• **GIVEN TASK**:
Starting at the line that holds "Please drop a marker on the shrub", set down each line through the end of the listing, exactly as written and with nothing added.

• **AVAILABLE RECORDS**:
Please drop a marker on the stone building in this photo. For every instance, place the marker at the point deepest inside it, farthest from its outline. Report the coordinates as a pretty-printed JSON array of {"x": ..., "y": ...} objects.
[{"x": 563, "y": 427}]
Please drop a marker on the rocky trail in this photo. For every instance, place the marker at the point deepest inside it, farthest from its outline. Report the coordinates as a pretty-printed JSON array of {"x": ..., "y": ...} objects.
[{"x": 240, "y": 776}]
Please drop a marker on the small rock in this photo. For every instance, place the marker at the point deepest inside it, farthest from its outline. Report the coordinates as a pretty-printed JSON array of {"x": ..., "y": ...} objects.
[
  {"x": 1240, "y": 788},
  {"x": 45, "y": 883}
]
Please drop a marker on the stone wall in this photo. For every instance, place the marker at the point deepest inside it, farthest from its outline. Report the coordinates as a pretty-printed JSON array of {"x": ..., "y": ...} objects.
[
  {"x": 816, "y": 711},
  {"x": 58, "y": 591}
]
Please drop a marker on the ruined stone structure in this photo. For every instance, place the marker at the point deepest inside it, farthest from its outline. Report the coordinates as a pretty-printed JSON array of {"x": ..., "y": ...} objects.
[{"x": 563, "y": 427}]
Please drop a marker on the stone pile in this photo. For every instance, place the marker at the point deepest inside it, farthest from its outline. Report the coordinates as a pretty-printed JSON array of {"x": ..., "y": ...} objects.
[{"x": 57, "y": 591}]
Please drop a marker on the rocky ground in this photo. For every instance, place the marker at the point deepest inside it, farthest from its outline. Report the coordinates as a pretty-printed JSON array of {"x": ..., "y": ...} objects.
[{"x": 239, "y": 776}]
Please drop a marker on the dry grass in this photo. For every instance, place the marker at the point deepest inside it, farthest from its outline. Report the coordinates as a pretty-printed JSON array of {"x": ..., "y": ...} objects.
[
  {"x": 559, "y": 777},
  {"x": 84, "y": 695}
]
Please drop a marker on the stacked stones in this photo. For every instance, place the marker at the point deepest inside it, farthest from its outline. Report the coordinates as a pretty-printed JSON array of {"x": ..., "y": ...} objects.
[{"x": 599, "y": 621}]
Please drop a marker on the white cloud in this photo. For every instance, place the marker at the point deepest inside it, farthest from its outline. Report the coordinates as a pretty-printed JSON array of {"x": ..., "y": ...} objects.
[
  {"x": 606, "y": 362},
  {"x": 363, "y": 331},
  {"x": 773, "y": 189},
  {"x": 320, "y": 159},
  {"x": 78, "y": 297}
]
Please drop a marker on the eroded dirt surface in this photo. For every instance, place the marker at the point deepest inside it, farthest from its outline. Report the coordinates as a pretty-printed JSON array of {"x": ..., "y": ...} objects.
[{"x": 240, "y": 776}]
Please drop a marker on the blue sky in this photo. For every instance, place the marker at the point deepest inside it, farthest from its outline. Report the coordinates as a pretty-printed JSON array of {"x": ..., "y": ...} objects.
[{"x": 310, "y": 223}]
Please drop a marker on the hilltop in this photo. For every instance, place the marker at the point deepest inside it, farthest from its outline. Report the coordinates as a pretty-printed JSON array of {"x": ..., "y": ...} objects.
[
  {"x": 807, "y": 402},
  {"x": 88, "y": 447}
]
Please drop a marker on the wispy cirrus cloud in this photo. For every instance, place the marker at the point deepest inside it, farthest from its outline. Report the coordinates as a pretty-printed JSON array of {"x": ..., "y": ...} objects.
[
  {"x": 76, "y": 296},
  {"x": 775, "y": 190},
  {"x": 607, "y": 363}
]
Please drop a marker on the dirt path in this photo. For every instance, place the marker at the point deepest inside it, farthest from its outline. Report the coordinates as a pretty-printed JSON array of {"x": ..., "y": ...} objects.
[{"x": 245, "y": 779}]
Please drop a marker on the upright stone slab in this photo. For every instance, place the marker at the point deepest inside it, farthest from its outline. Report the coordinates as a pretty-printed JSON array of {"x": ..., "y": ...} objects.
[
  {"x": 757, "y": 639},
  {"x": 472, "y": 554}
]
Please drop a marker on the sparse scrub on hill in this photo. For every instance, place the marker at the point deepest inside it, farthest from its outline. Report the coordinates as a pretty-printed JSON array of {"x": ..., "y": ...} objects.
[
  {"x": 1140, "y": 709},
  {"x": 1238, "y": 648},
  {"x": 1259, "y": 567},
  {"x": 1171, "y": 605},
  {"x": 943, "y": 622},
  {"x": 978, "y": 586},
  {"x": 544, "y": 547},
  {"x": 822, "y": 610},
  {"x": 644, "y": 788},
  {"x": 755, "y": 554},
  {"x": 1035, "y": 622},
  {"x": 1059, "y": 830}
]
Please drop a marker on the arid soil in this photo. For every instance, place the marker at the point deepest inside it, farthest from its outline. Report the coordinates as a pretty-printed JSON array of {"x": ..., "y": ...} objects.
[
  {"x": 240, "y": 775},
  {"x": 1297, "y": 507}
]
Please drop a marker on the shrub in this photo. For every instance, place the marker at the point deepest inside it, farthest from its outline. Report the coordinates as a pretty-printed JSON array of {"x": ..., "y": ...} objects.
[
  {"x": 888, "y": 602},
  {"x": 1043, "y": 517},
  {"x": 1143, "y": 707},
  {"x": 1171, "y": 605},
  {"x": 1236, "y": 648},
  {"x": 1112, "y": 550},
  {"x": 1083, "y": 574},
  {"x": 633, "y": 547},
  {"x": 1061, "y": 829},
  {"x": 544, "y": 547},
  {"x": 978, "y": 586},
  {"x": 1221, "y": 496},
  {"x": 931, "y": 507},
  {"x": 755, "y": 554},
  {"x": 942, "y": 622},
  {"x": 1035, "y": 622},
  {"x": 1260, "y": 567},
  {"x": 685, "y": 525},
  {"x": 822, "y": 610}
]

• **PROBLEM SOLUTION**:
Please drop a marker on the shrub in this photo. For every instance, place the marker at the point deepest inside it, farthest from its outline. Report the coordinates as a pretty-printed JSON array of {"x": ..., "y": ...} objects.
[
  {"x": 888, "y": 602},
  {"x": 1043, "y": 517},
  {"x": 1143, "y": 707},
  {"x": 1171, "y": 605},
  {"x": 1236, "y": 648},
  {"x": 1112, "y": 550},
  {"x": 1083, "y": 574},
  {"x": 633, "y": 547},
  {"x": 1061, "y": 829},
  {"x": 544, "y": 547},
  {"x": 978, "y": 586},
  {"x": 1221, "y": 496},
  {"x": 931, "y": 507},
  {"x": 755, "y": 554},
  {"x": 942, "y": 622},
  {"x": 1035, "y": 622},
  {"x": 1260, "y": 567},
  {"x": 685, "y": 525},
  {"x": 822, "y": 610}
]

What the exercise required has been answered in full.